-------- ENTRIES SHOWN

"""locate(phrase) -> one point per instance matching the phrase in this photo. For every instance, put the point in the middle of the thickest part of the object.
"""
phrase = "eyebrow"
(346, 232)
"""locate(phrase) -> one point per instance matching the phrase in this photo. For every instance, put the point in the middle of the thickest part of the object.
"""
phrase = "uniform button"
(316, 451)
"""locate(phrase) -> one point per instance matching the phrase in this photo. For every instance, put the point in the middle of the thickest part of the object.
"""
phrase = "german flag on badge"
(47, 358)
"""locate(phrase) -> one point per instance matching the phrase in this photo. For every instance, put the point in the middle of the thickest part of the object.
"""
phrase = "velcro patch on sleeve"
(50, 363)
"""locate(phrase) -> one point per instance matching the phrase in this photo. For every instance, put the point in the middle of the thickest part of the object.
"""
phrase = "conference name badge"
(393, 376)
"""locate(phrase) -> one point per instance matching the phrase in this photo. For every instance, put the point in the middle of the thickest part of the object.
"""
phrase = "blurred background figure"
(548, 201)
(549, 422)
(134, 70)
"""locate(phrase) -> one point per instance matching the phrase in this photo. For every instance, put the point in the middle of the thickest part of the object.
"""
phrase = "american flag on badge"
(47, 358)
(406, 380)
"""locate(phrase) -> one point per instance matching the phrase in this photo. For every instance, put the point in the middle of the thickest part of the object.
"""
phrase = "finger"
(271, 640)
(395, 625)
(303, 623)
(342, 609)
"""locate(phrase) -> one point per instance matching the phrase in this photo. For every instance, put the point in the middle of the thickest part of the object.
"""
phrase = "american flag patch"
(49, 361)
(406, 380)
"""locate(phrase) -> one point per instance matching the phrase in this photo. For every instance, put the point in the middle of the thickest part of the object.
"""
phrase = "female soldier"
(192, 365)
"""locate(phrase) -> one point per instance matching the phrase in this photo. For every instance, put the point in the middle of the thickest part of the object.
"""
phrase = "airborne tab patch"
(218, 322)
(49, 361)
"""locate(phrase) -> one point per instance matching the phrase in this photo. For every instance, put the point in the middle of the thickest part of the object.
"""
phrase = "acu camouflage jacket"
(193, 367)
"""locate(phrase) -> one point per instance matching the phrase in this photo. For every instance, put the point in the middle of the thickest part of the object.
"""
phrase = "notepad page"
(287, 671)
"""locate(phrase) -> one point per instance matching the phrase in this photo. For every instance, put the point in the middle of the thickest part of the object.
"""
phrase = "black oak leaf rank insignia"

----------------

Every record should be output precisely as it was given.

"""locate(phrase) -> one point per instance matching the phrase in this photo. For every instance, put the point in the middle of the thickest part of the object.
"""
phrase = "eyebrow"
(346, 232)
"""locate(phrase) -> one point per instance matching the phrase in this photo. For every instance, put the point in the middle of the thickest part of the object.
"""
phrase = "uniform button"
(316, 451)
"""locate(phrase) -> one point per instance matching the phrase in this photo. For every instance, put the point in the middle of the thickest part of the object.
"""
phrase = "german flag on badge"
(47, 358)
"""locate(phrase) -> one point per instance matching the phrase in this photo. For every instance, put the point in the middle of the thickest part of the object.
"""
phrase = "velcro patch on sleeve"
(50, 363)
"""locate(phrase) -> one point per instance matching the phrase in this photo. For every instance, put the point in the middle of the thickest part of the object.
"""
phrase = "conference name badge"
(393, 376)
"""locate(phrase) -> one point per instance matching the phrase in this photo. For every instance, put the point in the middle of the thickest part of the object.
"""
phrase = "blurred background figure"
(548, 201)
(549, 422)
(134, 70)
"""locate(phrase) -> one point per instance matching the phrase in this photo. For every instance, put the point in the middle of the thickest part of the object.
"""
phrase = "american flag on badge"
(47, 358)
(406, 380)
"""locate(phrase) -> one point per instance matching the phrase in this photo. For every instance, put the point in the middle of the thickest part of the object.
"""
phrase = "finger"
(271, 640)
(395, 625)
(303, 623)
(342, 609)
"""locate(phrase) -> one point per instance matching the phrase in this photo. For every instance, put the point in the middle of the thickest part of the object.
"""
phrase = "american flag patch"
(49, 361)
(406, 380)
"""locate(phrase) -> one point per instance matching the phrase in this photo. For every instance, put the point in the middle of the thickest part of the object.
"""
phrase = "female soldier"
(192, 365)
"""locate(phrase) -> one point per instance matching the phrase in this photo. For every instance, put the point in the middle of the thickest part of the object.
"""
phrase = "airborne tab patch"
(218, 322)
(49, 361)
"""locate(phrase) -> one point per instance matching the phrase in this photo. For every instance, put the point in the middle of the thickest part of the object.
"""
phrase = "acu camouflage jacket"
(193, 367)
"""locate(phrase) -> one point per instance matching the phrase in this photo. For every instance, put the point in the middle of the thickest part of the object.
"""
phrase = "notepad page"
(287, 671)
"""locate(phrase) -> one point per instance matching the phrase in this photo. For every instance, put the point in the middle of the thickest part of the object.
"""
phrase = "black oak leaf rank insignia"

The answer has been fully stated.